[START Recorded information]
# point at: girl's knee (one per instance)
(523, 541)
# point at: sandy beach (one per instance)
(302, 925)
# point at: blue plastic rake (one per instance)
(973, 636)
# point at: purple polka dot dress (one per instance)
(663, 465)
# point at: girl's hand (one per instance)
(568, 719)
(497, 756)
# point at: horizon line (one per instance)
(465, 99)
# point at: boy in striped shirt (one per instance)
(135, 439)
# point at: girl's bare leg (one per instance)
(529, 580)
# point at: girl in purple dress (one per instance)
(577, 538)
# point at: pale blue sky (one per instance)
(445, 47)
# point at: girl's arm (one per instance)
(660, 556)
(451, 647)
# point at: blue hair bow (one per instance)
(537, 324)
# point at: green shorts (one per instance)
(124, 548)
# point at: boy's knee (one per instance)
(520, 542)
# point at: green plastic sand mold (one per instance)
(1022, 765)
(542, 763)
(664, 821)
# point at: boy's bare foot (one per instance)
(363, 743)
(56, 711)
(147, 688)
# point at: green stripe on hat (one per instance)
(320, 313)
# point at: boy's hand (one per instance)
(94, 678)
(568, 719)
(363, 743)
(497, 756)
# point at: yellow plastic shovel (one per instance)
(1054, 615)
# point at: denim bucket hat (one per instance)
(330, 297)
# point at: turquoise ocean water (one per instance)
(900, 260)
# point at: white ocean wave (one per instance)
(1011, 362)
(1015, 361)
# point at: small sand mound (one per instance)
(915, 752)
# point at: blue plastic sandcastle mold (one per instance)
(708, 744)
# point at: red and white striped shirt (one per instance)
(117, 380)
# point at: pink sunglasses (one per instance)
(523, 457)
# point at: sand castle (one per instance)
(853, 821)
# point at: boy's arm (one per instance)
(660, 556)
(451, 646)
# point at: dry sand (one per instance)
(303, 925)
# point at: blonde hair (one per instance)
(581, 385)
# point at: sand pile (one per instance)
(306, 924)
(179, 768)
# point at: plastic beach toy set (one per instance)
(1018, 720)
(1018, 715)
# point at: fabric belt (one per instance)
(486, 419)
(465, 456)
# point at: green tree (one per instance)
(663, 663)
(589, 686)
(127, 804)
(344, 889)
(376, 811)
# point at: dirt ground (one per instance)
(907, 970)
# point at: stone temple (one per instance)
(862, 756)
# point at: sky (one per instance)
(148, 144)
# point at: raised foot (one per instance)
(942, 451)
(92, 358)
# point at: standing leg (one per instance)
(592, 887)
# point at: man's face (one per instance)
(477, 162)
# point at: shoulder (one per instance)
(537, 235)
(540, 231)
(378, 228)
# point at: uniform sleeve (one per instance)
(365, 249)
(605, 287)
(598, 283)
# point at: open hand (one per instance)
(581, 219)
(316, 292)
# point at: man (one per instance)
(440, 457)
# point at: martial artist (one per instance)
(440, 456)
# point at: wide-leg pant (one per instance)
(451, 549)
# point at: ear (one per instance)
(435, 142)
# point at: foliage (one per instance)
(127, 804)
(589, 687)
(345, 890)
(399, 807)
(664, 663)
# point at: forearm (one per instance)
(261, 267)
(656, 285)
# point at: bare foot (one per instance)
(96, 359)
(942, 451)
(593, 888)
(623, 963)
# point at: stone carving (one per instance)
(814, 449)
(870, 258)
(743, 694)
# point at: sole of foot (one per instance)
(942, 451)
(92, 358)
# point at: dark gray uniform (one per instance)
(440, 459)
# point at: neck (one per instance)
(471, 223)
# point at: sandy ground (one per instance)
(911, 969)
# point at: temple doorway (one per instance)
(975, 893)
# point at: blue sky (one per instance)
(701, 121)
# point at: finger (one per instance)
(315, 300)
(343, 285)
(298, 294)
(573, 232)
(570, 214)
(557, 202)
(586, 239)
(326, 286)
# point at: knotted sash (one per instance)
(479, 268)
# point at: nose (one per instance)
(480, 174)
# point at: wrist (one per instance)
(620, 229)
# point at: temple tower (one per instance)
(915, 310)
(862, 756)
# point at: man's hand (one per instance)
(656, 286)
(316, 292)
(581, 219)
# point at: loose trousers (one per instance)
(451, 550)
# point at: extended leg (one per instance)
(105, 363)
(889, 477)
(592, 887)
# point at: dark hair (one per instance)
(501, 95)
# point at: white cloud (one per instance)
[END Recorded information]
-- Aim --
Only the lines from the one with "# point at: sand pile (one per instance)" through the end of the material are wanted; copy them exactly, both ends included.

-- Solution to this problem --
# point at: sand pile (one per instance)
(306, 924)
(179, 768)
# point at: plastic beach toy set (one per instance)
(1018, 720)
(1018, 715)
# point at: fabric belt (one per instance)
(486, 419)
(465, 456)
# point at: green tree (one per instance)
(663, 663)
(589, 686)
(127, 804)
(344, 889)
(376, 811)
# point at: dirt ground (one per instance)
(907, 970)
# point at: stone temple (one per instance)
(862, 756)
# point at: sky (one per instance)
(148, 144)
# point at: raised foot (one per instance)
(942, 451)
(92, 358)
# point at: standing leg (one per instance)
(592, 887)
# point at: man's face (one per instance)
(477, 162)
# point at: shoulder (one per instance)
(537, 235)
(540, 231)
(378, 228)
# point at: uniform sleeve (one per instance)
(365, 249)
(605, 287)
(598, 283)
# point at: open hand (one per instance)
(581, 219)
(316, 292)
# point at: man (one per instance)
(440, 457)
# point at: martial artist (one per instance)
(440, 456)
# point at: wide-leg pant (one per instance)
(451, 549)
# point at: ear (one per instance)
(435, 142)
# point at: foliage (one per instance)
(127, 804)
(589, 687)
(345, 890)
(399, 807)
(664, 663)
# point at: forearm (one per instance)
(261, 267)
(656, 285)
# point at: bare foot (one per instance)
(96, 359)
(942, 451)
(593, 888)
(623, 963)
# point at: stone carving (one per instance)
(814, 449)
(870, 258)
(743, 694)
# point at: sole of foot (one per instance)
(942, 451)
(92, 358)
# point at: dark gray uniform (one per instance)
(440, 459)
# point at: neck (one per instance)
(471, 223)
# point at: sandy ground (one per instance)
(911, 969)
# point at: temple doorway (one per instance)
(975, 893)
# point at: blue sky (one per instance)
(701, 121)
# point at: finger (one per instance)
(315, 300)
(343, 285)
(298, 294)
(573, 232)
(570, 214)
(557, 202)
(586, 239)
(326, 286)
# point at: knotted sash (one per instance)
(479, 268)
# point at: nose (one per instance)
(480, 174)
# point at: wrist (one per instance)
(620, 229)
# point at: temple tower (one per instance)
(915, 310)
(862, 756)
# point at: man's hand (one per instance)
(656, 286)
(316, 292)
(581, 219)
# point at: loose trousers (one per instance)
(451, 550)
# point at: extended leg (one per instance)
(105, 363)
(889, 477)
(592, 887)
# point at: dark hair (one per instance)
(501, 95)
# point at: white cloud (one per instance)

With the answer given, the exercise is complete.